• Ashok Lall

    Here is the conundrum. Middle class homes built for families with parents and children do not shrink or subdivide when the young take wing. They have spare accommodation which they enjoy – guests, friends, visitors, hobbies, home-based work. Singles and couples ( without children) wanting compact homes – bedsitter or one bedroom apartment – consume more floor space per person compared to family homes. Overall, the demand for residential space doubles as a result of this demographic shift. And the demand for residential units trebles!

    “The Market” is slow to respond. This is in the nature of buildings. You can’t alter them with the ease of altering a hand-me-down shirt.
• • • •
Exercise set
**A)** In the passage on housing demand, reproduce verbatim everything from "Here is the" down to "residential units trebles!".
**B)** Extend the passage on housing demand and demographic change by writing what comes after its final sentence.

[Point localization data]
• • • •
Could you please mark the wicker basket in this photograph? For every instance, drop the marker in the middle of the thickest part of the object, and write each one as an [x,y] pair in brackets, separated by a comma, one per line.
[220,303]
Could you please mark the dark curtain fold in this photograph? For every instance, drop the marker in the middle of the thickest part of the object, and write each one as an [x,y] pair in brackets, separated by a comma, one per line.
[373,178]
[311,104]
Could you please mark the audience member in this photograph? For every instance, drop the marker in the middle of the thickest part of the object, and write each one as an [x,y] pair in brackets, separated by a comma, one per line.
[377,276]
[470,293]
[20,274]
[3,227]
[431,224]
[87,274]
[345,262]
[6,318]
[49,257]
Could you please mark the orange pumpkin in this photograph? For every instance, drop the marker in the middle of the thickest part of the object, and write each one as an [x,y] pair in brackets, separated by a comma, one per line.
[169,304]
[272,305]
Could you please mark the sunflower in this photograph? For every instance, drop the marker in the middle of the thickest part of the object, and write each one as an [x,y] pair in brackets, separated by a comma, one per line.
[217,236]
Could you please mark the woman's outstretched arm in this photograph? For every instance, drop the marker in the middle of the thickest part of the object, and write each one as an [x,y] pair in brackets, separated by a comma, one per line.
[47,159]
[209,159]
• • • •
Solved tasks
**A)**
Here is the conundrum. Middle class homes built for families with parents and children do not shrink or subdivide when the young take wing. They have spare accommodation which they enjoy – guests, friends, visitors, hobbies, home-based work. Singles and couples ( without children) wanting compact homes – bedsitter or one bedroom apartment – consume more floor space per person compared to family homes. Overall, the demand for residential space doubles as a result of this demographic shift. And the demand for residential units trebles!

**B)**
    Perhaps the answer lies in the way buildings should be designed. The good old terrace house is a good model. Four storeys high, two rooms deep, one and half rooms wide, toilet/kitchen possibility on each floor and a stair at the entrance that connects all floors. This is a robust typology – in which you can expand and subdivide to achieve a whole range of household configurations with relative ease – single women’s hostel, independant bed-sitters, one bedroom flats, multi-generational joint family, clinic, office……. It is cheap to build, needs very little to make fire, earthquake and typhoon safe, and if you park cars at a distance ( or do away with them when close to public transport ) you can get high densities in compact formations. A great way for mixing age-groups and social sets to produce a vibrant and humane urbanity.